Which lines in the material below contain the word "cushion"? Pick out each of them and copy it.

==== ENTRIES SUPPLIED ====

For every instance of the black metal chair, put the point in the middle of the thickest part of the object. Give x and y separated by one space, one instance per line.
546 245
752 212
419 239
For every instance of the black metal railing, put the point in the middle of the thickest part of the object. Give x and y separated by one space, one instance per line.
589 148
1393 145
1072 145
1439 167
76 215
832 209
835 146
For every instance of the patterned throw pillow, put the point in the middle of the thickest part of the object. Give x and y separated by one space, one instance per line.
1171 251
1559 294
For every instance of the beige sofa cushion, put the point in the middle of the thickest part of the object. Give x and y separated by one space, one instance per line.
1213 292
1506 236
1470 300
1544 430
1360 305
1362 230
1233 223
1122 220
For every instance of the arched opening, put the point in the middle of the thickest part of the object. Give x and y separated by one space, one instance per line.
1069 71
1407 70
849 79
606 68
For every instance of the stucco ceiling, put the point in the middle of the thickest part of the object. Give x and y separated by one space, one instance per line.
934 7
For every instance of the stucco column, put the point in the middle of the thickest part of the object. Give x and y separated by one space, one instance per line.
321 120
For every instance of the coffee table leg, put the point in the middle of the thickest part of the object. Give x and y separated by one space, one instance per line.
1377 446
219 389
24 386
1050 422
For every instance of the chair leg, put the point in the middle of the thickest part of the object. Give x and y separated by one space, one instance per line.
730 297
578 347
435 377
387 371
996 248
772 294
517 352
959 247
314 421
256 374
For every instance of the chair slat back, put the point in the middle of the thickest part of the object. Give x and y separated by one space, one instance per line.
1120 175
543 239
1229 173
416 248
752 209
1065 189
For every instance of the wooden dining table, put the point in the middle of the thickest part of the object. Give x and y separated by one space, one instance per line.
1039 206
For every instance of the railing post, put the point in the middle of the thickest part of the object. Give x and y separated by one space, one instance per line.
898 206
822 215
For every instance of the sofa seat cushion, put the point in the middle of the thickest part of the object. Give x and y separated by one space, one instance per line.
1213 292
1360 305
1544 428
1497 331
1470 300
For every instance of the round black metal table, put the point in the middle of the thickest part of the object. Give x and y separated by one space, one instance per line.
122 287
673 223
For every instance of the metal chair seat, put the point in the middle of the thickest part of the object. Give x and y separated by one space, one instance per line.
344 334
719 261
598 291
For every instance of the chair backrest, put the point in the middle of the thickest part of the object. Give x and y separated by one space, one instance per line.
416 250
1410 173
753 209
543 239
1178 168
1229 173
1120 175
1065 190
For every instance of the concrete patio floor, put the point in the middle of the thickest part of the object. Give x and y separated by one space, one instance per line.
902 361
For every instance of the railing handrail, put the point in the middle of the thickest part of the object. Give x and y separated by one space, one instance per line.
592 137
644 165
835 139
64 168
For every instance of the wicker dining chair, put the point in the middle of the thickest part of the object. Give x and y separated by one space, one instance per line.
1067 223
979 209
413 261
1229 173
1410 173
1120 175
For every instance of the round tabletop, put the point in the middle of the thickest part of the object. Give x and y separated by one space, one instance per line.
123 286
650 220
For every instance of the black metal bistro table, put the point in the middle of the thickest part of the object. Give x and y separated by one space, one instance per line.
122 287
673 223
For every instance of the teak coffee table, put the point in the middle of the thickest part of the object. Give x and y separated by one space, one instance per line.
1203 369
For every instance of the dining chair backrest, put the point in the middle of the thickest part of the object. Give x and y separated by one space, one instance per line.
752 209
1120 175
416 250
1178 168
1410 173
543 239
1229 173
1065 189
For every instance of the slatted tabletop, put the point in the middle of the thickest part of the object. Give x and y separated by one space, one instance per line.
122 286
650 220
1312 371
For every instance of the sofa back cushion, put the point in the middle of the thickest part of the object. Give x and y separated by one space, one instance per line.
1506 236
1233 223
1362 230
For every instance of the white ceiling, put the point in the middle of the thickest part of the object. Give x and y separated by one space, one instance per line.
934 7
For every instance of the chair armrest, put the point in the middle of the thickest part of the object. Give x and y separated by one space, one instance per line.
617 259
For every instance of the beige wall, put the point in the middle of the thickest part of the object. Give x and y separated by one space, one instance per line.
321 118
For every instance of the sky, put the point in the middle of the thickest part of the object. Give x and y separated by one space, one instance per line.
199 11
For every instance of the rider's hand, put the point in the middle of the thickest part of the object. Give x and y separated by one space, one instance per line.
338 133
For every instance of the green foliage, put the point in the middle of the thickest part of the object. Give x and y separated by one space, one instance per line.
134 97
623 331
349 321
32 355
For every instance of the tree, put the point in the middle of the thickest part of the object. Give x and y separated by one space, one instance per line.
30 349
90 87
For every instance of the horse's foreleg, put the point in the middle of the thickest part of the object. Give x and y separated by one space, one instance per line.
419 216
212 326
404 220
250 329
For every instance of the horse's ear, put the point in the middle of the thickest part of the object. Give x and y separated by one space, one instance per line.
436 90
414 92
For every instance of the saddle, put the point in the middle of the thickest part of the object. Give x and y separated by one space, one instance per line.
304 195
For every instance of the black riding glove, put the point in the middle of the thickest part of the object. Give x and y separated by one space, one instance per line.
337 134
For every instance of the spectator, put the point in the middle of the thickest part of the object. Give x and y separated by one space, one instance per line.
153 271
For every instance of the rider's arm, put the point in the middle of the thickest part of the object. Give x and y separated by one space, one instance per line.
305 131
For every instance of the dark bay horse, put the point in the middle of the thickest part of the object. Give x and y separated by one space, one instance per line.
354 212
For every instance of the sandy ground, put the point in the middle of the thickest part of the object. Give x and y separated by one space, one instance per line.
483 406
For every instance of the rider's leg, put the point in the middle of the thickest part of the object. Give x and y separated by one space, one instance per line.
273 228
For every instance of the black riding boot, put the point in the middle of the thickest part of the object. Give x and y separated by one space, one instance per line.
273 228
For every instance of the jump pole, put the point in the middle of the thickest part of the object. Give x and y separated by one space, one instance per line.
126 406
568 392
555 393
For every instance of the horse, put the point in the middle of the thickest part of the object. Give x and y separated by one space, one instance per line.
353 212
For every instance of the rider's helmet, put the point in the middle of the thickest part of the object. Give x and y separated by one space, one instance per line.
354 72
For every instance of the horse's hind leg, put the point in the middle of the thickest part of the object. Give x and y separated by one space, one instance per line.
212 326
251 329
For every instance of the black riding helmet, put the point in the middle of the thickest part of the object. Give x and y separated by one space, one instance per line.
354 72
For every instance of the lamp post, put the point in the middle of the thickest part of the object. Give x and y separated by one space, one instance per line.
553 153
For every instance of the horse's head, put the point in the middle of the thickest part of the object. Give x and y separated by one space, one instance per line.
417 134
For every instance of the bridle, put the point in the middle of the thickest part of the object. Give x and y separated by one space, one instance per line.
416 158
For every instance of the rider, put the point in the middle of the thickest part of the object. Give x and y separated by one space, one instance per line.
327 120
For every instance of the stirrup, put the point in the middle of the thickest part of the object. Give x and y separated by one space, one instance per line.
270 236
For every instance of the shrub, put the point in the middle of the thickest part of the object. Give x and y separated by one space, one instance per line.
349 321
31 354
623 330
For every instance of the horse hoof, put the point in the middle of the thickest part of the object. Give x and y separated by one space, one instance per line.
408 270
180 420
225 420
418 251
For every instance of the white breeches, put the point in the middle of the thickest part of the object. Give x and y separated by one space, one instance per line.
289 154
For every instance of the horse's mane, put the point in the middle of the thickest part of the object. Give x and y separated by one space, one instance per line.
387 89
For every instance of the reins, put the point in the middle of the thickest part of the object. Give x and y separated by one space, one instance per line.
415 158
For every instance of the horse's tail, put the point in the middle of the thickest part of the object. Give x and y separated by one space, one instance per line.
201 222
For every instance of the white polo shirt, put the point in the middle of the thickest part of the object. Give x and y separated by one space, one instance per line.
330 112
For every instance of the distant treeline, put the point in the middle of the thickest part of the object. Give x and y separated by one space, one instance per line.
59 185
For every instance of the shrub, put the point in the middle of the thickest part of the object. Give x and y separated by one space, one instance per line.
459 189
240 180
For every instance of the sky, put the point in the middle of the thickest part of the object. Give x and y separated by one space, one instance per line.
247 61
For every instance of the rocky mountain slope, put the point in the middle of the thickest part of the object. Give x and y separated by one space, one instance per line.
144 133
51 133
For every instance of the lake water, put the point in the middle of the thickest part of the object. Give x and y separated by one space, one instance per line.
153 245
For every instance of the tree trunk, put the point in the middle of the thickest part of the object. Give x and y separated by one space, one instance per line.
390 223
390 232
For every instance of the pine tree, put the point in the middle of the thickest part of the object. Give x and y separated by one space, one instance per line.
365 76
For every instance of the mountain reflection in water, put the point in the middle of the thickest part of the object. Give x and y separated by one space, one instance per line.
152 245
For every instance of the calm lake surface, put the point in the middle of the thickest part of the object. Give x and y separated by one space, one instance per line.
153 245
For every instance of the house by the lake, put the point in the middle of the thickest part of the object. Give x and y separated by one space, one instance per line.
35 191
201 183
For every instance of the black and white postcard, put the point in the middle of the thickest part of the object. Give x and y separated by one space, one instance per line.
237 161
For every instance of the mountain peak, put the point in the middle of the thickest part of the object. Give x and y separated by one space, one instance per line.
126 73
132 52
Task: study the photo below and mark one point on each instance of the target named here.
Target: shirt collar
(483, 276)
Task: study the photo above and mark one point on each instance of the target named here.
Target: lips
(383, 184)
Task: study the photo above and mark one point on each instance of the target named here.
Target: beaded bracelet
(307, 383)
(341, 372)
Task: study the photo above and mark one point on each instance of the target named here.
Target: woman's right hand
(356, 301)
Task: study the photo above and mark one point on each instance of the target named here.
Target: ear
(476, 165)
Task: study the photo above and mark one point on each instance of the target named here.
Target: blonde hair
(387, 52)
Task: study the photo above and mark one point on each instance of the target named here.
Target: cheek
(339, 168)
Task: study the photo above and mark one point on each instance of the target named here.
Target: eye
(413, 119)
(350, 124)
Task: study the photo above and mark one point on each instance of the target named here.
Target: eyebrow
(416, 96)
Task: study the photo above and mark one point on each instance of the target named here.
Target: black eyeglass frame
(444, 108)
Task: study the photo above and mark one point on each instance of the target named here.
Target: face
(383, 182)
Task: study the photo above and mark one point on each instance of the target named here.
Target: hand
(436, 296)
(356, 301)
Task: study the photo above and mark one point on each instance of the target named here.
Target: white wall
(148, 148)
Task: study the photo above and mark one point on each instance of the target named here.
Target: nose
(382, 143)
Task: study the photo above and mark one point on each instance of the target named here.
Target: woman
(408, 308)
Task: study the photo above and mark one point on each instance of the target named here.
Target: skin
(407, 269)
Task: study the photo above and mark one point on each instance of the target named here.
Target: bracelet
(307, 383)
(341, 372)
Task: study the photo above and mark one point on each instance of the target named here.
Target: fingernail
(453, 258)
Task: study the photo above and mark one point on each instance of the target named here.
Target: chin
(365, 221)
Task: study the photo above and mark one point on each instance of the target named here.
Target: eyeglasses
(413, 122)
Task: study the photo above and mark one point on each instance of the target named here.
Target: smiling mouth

====

> EXERCISE OUTPUT
For every instance of the beige sofa cushion, put the point in the middle of the thickest part of the object. Give x and y separated by one space, one instance per line.
For every instance of the sofa seat cushion, put the point in the middle of the thickest part of the object. Give x and y separated by one space, one instance per line.
For every instance of the sofa back cushion, put the point in the middle of the thickest part of the object. Give x and y separated by one space, one instance per line.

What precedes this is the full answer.